PAGE TEXT section start

OUR SERVICES INCLUDE MICROSCOPE MAINTENANCE & SERVICING, CONVERSION OF LIGHT MICROSCOPES TO DUAL ELECTRICAL MICROSCOPES, FITMENT OF LABORATORY GAS SYSTEMS, WATER SYSTEMS CUPBOARDS & TABLES AS WELL AS WEATHER STATION DESIGNING.

THE MAN BEHIND SCULLARD MARKETING


Tafadzwa Chikasha (35) cuts the figure of a flourishing entrepreneur as he speaks with the authority of charismatic preacher about his trade. His knowledge is almost encyclopedic.

He deals in everything from screws to microscopes and laboratory glassware. But his rise was not one in which he simply treaded the straight and narrow. He had tried his hand in different things before settling for the supply of laboratory equipment to schools and hospitals.

“I have come from far,” he remembers with nostalgia. “Many years back I experimented with formulae for simple things like cobra (floor polish), detergents, lotions and candles.”

This was the rather inauspicious beginnings, with the birth pangs painful. In the earlier high school years, Chikasha recalls how he had always had a passion for science. But it was only when he was studying at the University of Zimbabwe (UZ) in 2002 that a new vision was birthed in his spirit. 

“I had to work for my own pocket money so I decided to sell prepared slides (a type of mini-microscope) which make it easy for one to see the structure of the human skin or leaf,” he recollects. He sold the slides to schools in Harare and Chitungwiza.

While working at a local referral hospital as medical laboratory scientist, things started shaping up. He met the then headmaster at Seke 1 High, where he had gone to deliver the slides, and the man challenged him to spread his wings. He was so impressed by the young man’s burgeoning entrepreneurial flair that he counseled him to establish a company.  

He took the advice and had never regretted. In 2006, he left formal employment to concentrate on his business, which was now on a sharp ascent as the orders he received, especially during public school examinations time, needed his full attention.

A leading market player at the time contracted him to provide them with different medical products following the registration of his company. He expanded his horizons and started importing his products from the UK, China, India and South Africa.

“In India you can get products in small quantities unlike in other countries like South Africa, so this gave me a competitive advantage in the industry because the majority of my competitors only relied on South Africa,” he says.

Chikasha’s major break, he remembers, came at the height of the foreign currency crisis as the economy went into comatose mode. Bigger companies were forced to wait for as long as six months before they could get orders, which were much bigger, and he capitalised on that gap.

“Bigger companies were afraid of buying foreign currency on the parallel market but because our clients needed small orders, we just bought the forex and brought in the goods,” he says. “So the relationships we established with our clients then have remained strong even up to this day.”

As a Christian, the father of two says his faith is symbiotically linked to his business in which he had seen openings were his competitors have only confronted closed doors.

“God has given me favour. I have been able to identify sources of cheaper products while others were getting them at much higher prices,” he says. “This business has closed networks, but I was able to break into those networks and establish strong business ties.”

There have been moments, he says, when he had placed orders that could only be described as suicidal before establishing the markets, but has been able to sell them all. He supplies equipment that includes microscopes, electronic balances, power supply units, lab chemicals and protective clothing.

His dream is to establish his own laboratory so he can live out his passion for production of scientific chemicals and equipment. Chikasha is naturally inventive. He has created his own scientific products that have been used in school and hospital laboratories. Though effective, these have however, not been officially registered because “the process is costly and cumbersome”, especially for small-time players.

The former Ngezi and Victoria High School student says many local scientists are gifted but have not been given an opportunity and resources to produce some chemicals that the nation is importing from foreign markets at a high cost. These include cotton and tobacco curing chemicals.

PAGE TEXT section end
STORED DATA section start

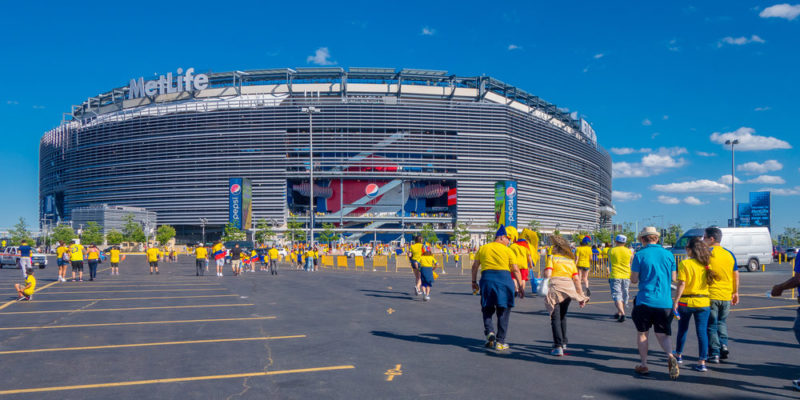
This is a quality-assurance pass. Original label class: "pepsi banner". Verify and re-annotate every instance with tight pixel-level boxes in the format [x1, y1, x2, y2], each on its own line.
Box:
[228, 178, 244, 229]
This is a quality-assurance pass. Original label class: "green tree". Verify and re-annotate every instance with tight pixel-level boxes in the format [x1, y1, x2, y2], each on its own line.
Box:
[222, 222, 247, 242]
[286, 217, 306, 243]
[50, 225, 77, 243]
[419, 223, 439, 244]
[81, 221, 104, 244]
[156, 225, 175, 246]
[319, 222, 339, 245]
[106, 229, 124, 245]
[8, 217, 34, 246]
[256, 218, 282, 243]
[122, 214, 147, 243]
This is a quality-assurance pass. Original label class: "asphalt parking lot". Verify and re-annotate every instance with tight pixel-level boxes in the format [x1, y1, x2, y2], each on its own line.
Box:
[0, 256, 800, 400]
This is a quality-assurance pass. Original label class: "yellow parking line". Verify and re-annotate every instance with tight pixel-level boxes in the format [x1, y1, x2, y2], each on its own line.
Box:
[36, 287, 221, 296]
[0, 316, 276, 331]
[0, 365, 355, 395]
[0, 335, 306, 355]
[0, 304, 255, 315]
[18, 294, 239, 303]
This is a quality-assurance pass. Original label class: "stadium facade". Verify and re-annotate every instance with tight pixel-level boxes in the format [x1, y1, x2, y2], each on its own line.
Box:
[40, 68, 613, 241]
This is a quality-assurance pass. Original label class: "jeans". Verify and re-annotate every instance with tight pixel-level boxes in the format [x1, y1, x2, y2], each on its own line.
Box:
[708, 300, 731, 357]
[550, 298, 572, 347]
[675, 306, 710, 361]
[481, 306, 511, 343]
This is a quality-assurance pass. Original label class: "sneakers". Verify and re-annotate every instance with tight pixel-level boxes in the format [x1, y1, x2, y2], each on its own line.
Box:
[484, 332, 497, 348]
[719, 344, 730, 360]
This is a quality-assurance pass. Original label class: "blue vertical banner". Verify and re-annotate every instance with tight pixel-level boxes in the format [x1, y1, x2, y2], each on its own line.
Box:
[504, 181, 517, 228]
[228, 178, 244, 229]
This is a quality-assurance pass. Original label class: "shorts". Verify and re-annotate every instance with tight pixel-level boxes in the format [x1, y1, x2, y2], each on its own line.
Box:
[631, 300, 672, 336]
[608, 279, 631, 303]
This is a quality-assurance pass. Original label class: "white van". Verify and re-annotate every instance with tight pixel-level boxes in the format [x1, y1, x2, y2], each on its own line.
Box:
[672, 227, 772, 272]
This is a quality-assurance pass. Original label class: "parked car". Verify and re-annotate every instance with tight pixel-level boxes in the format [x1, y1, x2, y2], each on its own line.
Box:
[0, 246, 47, 269]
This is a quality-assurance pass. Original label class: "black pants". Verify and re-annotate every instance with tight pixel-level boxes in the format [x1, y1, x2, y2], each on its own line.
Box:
[481, 306, 511, 343]
[89, 260, 97, 279]
[550, 298, 572, 347]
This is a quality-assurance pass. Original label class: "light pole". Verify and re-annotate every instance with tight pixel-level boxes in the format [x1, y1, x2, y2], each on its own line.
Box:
[725, 139, 739, 228]
[300, 107, 319, 249]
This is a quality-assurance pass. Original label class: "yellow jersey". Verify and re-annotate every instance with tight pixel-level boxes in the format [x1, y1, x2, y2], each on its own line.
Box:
[477, 242, 517, 271]
[678, 258, 711, 307]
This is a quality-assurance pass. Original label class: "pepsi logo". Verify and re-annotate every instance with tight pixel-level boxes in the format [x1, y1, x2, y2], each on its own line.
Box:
[364, 183, 379, 197]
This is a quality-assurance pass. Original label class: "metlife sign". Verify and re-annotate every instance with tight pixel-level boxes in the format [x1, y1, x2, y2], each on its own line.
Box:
[128, 68, 208, 99]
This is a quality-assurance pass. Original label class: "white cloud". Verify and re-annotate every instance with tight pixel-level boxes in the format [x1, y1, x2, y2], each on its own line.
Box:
[758, 3, 800, 21]
[683, 196, 706, 206]
[306, 47, 336, 65]
[658, 195, 681, 204]
[710, 126, 792, 151]
[717, 35, 766, 47]
[759, 186, 800, 196]
[611, 190, 642, 201]
[650, 179, 731, 193]
[736, 160, 783, 175]
[717, 174, 742, 185]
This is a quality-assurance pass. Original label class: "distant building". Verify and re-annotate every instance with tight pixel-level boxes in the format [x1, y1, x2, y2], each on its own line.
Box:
[72, 204, 157, 234]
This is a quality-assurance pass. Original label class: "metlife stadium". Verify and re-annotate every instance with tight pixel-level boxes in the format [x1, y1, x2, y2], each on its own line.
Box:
[40, 68, 614, 242]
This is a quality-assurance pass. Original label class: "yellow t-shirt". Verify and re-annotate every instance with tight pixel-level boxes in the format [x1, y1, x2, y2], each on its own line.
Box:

STORED DATA section end

* **TASK STATEMENT**
Please duplicate the Scullard Marketing profile between "His dream is" and "tobacco curing chemicals.", inclusive.

* **SOLVED EXERCISE**
His dream is to establish his own laboratory so he can live out his passion for production of scientific chemicals and equipment. Chikasha is naturally inventive. He has created his own scientific products that have been used in school and hospital laboratories. Though effective, these have however, not been officially registered because “the process is costly and cumbersome”, especially for small-time players.

The former Ngezi and Victoria High School student says many local scientists are gifted but have not been given an opportunity and resources to produce some chemicals that the nation is importing from foreign markets at a high cost. These include cotton and tobacco curing chemicals.